* The task
Find the line with "Target: woman in traditional costume" and the line with "Where can the brown pleated" in the entries below; output exactly those two lines, every line between them, and no others.

----- Exercise material

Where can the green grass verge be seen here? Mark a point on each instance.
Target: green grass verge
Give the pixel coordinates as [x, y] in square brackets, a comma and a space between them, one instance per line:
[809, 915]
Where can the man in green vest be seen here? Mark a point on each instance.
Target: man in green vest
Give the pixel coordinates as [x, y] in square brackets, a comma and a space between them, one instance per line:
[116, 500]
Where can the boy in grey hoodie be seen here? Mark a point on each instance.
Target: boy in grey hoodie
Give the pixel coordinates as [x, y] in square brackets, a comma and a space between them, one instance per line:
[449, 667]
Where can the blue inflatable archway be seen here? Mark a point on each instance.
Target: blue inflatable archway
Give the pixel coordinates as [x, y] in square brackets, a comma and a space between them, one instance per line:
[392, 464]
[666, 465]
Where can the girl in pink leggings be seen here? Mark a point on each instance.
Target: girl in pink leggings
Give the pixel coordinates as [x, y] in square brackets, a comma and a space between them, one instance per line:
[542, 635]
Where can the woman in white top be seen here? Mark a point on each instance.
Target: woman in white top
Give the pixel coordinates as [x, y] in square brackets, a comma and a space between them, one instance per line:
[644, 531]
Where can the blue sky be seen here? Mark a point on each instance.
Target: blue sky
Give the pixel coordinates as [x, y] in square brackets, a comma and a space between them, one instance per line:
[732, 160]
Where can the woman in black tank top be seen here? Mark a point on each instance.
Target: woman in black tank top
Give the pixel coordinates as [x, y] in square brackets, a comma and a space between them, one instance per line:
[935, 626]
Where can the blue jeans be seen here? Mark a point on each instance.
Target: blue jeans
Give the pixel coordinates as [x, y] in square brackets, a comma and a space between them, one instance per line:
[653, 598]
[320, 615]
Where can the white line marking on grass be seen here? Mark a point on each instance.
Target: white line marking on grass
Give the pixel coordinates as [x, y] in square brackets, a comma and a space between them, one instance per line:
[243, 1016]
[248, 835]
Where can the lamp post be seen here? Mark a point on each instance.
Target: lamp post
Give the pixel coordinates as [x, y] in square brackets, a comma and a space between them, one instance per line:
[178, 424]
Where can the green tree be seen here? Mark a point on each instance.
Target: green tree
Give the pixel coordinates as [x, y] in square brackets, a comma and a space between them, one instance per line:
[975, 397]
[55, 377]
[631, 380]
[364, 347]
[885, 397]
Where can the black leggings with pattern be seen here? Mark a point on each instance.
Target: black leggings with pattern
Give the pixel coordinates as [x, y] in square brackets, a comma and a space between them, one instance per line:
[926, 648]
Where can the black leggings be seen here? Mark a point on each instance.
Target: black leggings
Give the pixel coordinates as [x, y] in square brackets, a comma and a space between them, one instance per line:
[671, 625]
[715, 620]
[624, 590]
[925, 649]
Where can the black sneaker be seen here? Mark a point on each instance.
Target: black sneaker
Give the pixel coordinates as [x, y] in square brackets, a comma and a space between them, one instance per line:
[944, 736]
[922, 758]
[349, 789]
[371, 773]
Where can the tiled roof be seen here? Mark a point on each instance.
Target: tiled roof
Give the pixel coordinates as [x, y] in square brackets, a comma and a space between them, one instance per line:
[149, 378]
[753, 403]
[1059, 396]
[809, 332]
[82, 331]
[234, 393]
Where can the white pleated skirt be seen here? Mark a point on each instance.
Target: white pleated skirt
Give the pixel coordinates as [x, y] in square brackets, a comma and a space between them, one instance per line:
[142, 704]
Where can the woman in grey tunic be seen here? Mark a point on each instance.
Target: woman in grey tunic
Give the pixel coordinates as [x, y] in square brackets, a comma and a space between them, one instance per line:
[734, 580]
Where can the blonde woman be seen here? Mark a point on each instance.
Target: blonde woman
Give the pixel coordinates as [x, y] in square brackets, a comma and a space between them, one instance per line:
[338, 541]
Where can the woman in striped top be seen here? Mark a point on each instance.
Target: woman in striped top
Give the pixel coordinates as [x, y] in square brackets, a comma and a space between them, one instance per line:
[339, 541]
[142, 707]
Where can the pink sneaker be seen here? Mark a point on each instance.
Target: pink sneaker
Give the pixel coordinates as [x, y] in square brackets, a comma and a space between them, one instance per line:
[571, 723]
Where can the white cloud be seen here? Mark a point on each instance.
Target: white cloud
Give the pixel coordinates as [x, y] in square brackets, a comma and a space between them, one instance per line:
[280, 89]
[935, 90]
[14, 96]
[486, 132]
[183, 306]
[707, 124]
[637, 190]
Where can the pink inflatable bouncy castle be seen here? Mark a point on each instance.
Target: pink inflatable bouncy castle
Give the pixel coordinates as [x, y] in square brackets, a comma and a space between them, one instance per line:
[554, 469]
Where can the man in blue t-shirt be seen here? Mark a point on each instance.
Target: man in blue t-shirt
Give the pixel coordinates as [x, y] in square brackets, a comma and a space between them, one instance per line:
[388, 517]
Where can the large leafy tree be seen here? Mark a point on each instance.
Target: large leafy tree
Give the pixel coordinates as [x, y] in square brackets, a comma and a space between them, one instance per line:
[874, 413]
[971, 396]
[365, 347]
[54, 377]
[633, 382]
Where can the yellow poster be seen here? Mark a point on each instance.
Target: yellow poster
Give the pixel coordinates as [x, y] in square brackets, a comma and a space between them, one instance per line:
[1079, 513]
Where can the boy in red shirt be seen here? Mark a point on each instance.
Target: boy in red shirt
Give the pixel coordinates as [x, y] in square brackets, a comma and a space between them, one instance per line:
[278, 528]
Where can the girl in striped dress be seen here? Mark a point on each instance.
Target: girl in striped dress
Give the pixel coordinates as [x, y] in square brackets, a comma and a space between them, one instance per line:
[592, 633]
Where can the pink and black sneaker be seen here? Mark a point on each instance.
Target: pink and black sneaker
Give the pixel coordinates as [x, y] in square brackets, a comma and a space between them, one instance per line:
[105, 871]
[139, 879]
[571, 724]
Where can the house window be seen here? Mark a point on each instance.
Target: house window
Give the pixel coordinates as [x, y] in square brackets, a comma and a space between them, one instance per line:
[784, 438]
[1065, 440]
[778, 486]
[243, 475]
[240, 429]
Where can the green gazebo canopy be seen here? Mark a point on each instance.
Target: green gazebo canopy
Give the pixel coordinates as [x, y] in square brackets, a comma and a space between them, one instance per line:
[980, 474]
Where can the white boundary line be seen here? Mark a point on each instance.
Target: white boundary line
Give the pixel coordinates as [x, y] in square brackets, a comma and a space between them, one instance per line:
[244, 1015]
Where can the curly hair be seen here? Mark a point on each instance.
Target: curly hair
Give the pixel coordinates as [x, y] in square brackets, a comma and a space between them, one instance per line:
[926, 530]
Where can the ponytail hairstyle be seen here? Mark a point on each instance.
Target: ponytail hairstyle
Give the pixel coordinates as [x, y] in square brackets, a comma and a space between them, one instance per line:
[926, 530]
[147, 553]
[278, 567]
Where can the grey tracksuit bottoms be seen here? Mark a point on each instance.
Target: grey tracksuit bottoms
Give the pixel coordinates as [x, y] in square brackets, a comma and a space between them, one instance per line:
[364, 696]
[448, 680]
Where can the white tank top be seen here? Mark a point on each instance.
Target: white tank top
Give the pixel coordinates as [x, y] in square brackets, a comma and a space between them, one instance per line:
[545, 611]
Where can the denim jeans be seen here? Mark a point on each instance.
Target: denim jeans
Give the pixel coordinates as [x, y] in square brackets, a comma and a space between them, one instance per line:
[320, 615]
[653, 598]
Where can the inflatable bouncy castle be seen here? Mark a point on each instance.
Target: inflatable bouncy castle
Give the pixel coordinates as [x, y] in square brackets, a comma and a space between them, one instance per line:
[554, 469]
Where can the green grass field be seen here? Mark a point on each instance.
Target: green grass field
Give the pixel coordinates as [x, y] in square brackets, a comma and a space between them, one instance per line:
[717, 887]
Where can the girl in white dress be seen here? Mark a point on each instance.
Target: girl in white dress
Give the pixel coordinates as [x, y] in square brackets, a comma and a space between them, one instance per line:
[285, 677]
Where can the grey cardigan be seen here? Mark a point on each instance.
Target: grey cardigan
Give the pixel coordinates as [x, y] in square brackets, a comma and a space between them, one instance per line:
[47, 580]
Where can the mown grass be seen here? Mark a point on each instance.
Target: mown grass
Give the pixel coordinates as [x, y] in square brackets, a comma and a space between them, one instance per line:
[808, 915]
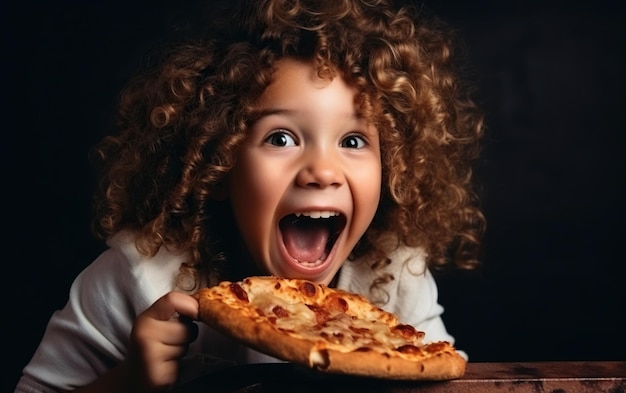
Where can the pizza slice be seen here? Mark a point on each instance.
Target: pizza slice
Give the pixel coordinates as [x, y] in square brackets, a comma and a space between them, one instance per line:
[325, 328]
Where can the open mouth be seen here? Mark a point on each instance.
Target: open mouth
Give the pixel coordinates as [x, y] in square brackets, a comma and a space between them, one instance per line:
[310, 236]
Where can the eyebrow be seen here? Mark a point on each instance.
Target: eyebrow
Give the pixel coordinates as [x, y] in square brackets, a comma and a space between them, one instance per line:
[259, 114]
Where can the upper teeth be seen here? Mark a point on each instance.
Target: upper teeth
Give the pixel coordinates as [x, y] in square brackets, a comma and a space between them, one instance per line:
[318, 214]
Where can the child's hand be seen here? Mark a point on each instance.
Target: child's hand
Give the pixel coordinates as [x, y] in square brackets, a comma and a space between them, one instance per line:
[159, 338]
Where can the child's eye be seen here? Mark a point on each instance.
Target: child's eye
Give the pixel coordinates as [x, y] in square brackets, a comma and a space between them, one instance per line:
[281, 138]
[354, 142]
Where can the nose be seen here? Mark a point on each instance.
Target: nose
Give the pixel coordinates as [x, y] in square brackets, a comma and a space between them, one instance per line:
[320, 172]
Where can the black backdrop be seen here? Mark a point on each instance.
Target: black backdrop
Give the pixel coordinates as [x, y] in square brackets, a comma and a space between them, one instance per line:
[551, 81]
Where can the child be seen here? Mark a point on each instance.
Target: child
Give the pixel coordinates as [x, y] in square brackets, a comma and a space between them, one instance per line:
[322, 140]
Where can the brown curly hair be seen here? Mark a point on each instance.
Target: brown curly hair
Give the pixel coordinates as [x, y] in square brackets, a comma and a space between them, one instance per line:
[182, 121]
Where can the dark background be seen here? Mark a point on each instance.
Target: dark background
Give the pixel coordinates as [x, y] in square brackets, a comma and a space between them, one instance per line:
[550, 78]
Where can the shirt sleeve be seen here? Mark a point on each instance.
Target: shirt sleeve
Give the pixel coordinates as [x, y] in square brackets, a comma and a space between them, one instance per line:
[411, 293]
[89, 334]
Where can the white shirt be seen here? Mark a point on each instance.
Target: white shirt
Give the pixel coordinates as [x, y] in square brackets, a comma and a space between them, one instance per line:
[90, 334]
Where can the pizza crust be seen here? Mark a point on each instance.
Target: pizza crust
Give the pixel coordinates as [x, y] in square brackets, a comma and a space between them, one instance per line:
[442, 366]
[228, 310]
[257, 335]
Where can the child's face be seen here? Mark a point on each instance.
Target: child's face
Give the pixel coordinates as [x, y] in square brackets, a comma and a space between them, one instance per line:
[310, 154]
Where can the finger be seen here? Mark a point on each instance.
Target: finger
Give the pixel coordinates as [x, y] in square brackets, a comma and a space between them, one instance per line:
[174, 304]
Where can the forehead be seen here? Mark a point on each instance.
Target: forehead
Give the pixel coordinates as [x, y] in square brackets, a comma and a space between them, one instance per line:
[296, 81]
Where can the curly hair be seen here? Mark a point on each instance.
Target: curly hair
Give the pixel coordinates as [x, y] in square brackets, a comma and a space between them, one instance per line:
[182, 121]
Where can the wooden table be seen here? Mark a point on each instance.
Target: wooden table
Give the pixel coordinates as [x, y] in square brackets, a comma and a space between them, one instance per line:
[552, 377]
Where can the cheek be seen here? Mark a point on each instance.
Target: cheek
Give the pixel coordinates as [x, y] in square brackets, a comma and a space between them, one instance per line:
[367, 196]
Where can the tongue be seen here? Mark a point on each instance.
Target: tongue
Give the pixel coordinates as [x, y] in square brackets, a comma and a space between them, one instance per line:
[305, 240]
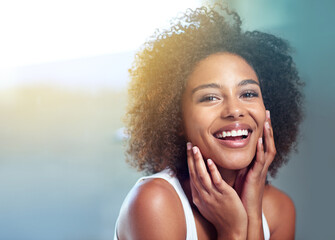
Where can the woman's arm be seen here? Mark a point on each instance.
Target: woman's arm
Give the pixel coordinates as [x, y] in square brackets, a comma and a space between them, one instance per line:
[279, 211]
[152, 211]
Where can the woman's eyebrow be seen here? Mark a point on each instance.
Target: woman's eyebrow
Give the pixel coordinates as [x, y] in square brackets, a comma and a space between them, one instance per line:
[209, 85]
[247, 81]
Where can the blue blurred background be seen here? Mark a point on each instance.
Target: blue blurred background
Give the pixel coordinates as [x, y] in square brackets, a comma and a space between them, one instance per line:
[63, 77]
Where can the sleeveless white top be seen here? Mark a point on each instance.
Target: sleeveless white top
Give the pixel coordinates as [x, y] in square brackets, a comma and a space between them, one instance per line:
[191, 231]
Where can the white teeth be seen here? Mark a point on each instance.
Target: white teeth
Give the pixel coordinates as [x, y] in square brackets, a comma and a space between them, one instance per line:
[233, 133]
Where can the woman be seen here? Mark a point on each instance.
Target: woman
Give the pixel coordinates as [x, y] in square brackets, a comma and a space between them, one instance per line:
[199, 120]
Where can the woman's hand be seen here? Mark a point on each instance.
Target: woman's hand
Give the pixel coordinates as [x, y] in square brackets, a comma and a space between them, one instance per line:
[250, 182]
[216, 200]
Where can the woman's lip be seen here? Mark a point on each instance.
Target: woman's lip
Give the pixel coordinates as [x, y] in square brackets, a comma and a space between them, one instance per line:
[240, 143]
[234, 126]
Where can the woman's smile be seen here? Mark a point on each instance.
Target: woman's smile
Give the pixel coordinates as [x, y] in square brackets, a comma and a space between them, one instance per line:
[234, 135]
[223, 110]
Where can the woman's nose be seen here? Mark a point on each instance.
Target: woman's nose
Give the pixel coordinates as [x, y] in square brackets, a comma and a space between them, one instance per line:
[233, 109]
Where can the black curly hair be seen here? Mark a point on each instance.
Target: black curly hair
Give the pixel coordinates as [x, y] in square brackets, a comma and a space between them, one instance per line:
[160, 70]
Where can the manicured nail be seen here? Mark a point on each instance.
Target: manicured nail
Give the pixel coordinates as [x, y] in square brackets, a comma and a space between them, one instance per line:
[267, 125]
[267, 112]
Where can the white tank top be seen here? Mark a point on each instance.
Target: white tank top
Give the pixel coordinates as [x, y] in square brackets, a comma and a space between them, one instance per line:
[191, 231]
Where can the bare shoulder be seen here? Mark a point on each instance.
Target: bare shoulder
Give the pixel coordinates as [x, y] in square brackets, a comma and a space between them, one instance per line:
[279, 211]
[152, 210]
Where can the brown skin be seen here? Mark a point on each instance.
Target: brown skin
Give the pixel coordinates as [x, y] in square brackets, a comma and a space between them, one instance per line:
[229, 194]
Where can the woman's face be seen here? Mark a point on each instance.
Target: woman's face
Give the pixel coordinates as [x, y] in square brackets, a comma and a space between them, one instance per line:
[223, 110]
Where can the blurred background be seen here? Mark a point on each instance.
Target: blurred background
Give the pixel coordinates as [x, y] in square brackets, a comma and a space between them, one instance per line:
[63, 78]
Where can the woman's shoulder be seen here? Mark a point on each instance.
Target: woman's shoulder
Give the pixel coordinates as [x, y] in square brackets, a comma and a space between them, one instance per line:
[152, 210]
[279, 211]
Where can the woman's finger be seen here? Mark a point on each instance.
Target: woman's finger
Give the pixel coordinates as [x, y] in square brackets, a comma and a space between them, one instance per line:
[258, 166]
[217, 180]
[192, 168]
[270, 148]
[200, 169]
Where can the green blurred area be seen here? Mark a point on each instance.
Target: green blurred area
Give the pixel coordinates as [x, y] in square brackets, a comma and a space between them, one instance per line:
[62, 163]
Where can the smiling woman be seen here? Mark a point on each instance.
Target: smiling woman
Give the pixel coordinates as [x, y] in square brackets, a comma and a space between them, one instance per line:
[199, 121]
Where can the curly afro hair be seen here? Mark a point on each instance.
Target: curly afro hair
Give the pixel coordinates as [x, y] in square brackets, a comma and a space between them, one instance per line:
[158, 79]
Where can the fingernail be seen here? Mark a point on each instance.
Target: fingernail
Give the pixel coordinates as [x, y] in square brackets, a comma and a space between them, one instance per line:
[267, 112]
[189, 146]
[267, 125]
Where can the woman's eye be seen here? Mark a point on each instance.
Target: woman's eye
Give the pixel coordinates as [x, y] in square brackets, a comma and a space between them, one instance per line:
[249, 94]
[209, 98]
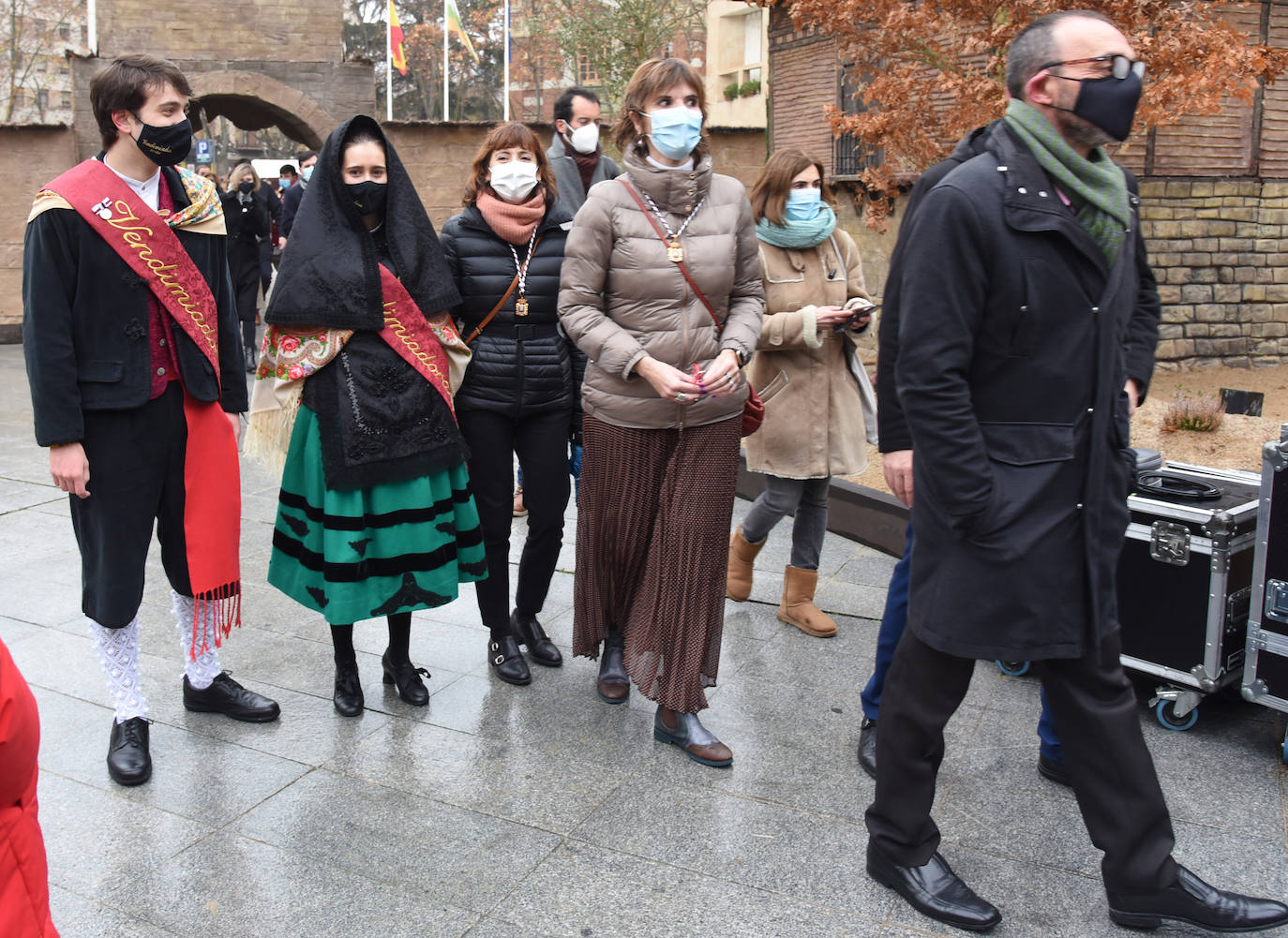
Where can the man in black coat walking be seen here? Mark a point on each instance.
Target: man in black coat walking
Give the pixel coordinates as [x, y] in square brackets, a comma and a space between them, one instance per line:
[1018, 293]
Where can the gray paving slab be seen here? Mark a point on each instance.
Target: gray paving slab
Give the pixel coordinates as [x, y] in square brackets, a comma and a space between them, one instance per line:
[541, 812]
[234, 886]
[462, 857]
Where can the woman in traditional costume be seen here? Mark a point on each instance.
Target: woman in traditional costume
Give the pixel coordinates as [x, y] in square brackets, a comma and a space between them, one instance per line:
[375, 514]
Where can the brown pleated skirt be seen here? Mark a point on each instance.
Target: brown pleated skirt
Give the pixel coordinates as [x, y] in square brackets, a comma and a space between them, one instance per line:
[651, 552]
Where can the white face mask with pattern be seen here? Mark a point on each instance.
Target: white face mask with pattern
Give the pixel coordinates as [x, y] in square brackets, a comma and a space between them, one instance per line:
[514, 179]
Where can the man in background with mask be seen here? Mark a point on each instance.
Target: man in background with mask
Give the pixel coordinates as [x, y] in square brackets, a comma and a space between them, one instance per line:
[292, 197]
[135, 365]
[575, 155]
[1019, 283]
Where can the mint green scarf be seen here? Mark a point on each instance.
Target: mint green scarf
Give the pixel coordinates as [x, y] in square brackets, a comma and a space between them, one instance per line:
[1098, 183]
[796, 235]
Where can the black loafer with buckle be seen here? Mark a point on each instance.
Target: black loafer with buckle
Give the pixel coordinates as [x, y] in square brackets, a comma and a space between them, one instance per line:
[508, 664]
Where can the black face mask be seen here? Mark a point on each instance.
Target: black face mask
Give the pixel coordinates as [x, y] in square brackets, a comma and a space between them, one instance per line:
[166, 145]
[1109, 103]
[367, 196]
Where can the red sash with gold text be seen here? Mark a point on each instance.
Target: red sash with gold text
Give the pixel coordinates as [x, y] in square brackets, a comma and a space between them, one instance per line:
[212, 519]
[410, 335]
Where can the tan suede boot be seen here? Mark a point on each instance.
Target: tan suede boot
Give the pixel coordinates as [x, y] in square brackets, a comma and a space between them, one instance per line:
[798, 607]
[742, 552]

----------

* Task solution
Target: woman in traditional costume
Give the pixel coordinates as [x, y] in square brackets, a comma and a space between them, one instance per line:
[375, 514]
Where can the brown pleated skirt be seen here? Mark a point on each instance.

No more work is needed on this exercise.